WHAT YOU WILL DO:
[a] In the essay on counseling, write out the text from "In addition, I" up to and including "gateway to happiness.", replacing "vulnerability" with "shame".
[b] Please explain, using the essay on counseling, why it helps the ethics students to learn that others also avoid guilt, rejection, and vulnerability.

PROVIDED TEXT:
* * *

Photo by Kelly Sikkema
One of the things that I have learned over the years while counseling others is that often the person who comes asking for help finds it difficult to put his or her finger exactly on what is troubling them. You would think that this would be impossible as clearly something drives them into the therapist’s office. There is the old saying among therapists that “it is blood.” Blood meaning unresolved anger with themselves or others. Sometimes they “think” that they know what the problem is, but as we make our way through the therapeutic process, we discover that it is something else entirely. Sometimes the problem is an imposter covering up something even more emotionally painful.
Others may come to the office and say to me, “I am not sure why I am here, but I need to talk with someone as something is really bothering me.” Sometimes identifying the “real” problem can be half the way to working on a solution. When a person arrives who is struggling and knows or thinks they know the issue, I have found a few helpful phrases to assist them when they “are at a loss for words.” Even during the therapeutic process when the problem has been identified, I may use some phrases to get more to the heart and soul of the issue. I am pragmatic. I use and do what works so I may ask, “what are your hopes and fears?” or “what would you like me to pray for that would mean the most to you?”
If you are trying to help another who comes to you, those two questions will get you quickly to the heart of the matter to be explored. Those two questions build a foundation from which you can help another build wholeness into the ground of their being or as theologian Paul Tillich would put it to help the other to discover “the courage to be,” the title of his most important book.
Recently I have found a third phrase or thought that we can ask ourselves or others to get to our or their core. It comes out of me writing about the Holocaust, the plight of the people of Gaza and the Israelis’ yearning for peace and to see their hostages released. There is as well the awful event of 9/11 where most of us of a certain age can remember when and where we got the tragic news of the terrorist attack on the twin towers. It is two words that can tell us a great deal about another as well as ourselves. The words are “never forget.” It can be a source of strength or touch us with the agony or ecstasy of life. It can be something not seen by others as significant but to us has helped us and others direct our lives. That phrase can tell us where our values are much like the biblical phrase “where your treasure is, there will be your heart also.” (Matthew 6:21) They are moments that may feel so personal that they cannot be shared. That is true for me. You may find yourself having feelings across the spectrum of emotions from the extremes of joy or sadness or everything in between.
In addition, I will ask a client what are the emotions that you love to experience or those that you will live your life in such a way not to experience. I pointed out to my ethics class that we will do anything to avoid guilt, rejection, or vulnerability. Brene Brown is one of the most read psychologists in the world. She has built an industry around her belief that dealing with vulnerability is the gateway to happiness.
When you can get a room full of ethics’ students to universally agree that the three emotions, guilt, rejection, and vulnerability are to be avoided at all costs, you know that you may have hit the nail on the head. It is as though this revelation has been the key to their universe and are shocked to know that others know this. They thought it was their own little secret. But knowing that this seems to be a universal truth, at least in the class, helps them to feel that they belong and are not “strangers in a strange land of being a teenager.” When I speak of all the issues that I have raised in this blog post when talking with adults, not surprising, but they feel the same way in understanding why they do what they do.

* * *

INFORMATION:
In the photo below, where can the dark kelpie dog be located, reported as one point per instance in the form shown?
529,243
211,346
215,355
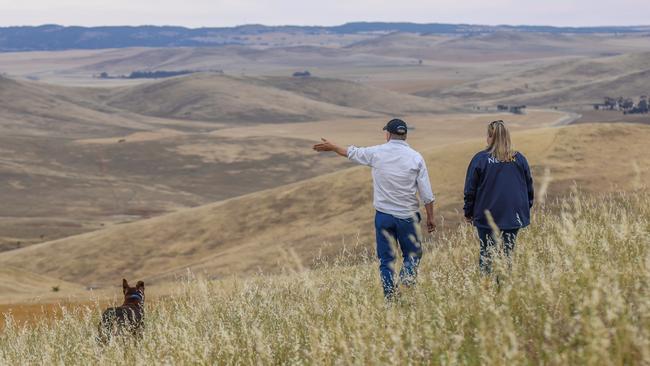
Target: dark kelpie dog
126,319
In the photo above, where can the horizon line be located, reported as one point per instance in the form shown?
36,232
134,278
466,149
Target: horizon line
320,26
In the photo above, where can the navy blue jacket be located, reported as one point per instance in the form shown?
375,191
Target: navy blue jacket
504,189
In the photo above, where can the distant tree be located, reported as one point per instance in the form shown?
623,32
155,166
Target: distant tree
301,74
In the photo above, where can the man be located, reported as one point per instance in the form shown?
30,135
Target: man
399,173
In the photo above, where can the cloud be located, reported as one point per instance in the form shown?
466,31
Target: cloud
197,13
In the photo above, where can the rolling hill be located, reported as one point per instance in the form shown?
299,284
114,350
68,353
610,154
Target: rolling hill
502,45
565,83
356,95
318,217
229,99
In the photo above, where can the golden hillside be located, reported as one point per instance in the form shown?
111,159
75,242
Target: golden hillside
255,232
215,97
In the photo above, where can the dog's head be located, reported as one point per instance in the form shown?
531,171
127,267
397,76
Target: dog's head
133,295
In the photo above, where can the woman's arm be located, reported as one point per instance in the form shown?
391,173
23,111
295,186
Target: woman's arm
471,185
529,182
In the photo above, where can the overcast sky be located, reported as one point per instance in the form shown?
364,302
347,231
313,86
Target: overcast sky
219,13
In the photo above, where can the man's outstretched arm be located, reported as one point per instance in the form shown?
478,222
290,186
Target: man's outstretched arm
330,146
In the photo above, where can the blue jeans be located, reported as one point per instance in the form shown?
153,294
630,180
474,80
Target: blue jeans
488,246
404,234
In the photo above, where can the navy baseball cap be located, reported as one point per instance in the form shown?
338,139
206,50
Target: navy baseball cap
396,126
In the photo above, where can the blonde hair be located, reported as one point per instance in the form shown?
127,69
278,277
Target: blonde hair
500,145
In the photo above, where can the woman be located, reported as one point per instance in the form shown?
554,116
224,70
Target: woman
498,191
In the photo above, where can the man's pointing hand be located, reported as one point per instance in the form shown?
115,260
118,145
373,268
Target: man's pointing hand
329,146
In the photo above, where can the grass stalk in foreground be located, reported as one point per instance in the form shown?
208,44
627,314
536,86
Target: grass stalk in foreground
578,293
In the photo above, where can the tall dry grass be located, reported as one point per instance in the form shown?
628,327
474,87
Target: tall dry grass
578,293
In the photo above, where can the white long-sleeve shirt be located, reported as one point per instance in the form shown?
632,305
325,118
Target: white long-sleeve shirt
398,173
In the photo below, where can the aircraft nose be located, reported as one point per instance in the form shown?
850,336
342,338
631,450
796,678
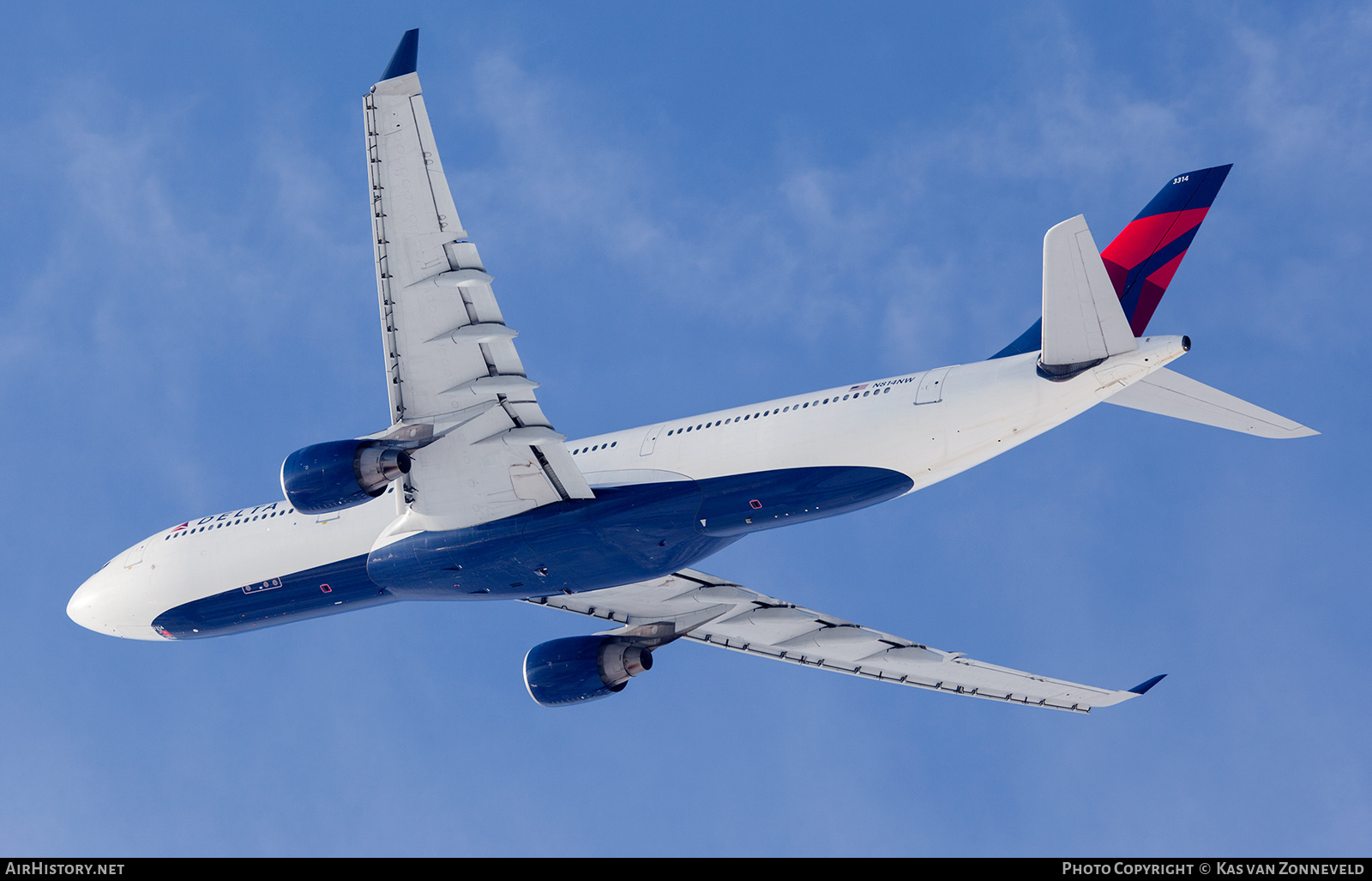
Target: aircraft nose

* * *

RESPONSES IN ORDER:
[a]
In addition, I will ask a client what are the emotions that you love to experience or those that you will live your life in such a way not to experience. I pointed out to my ethics class that we will do anything to avoid guilt, rejection, or shame. Brene Brown is one of the most read psychologists in the world. She has built an industry around her belief that dealing with shame is the gateway to happiness.

[b] Each student had thought this was their own little secret. Seeing that it seems to be a universal truth, at least in the class, helps them feel that they belong and are not "strangers in a strange land of being a teenager."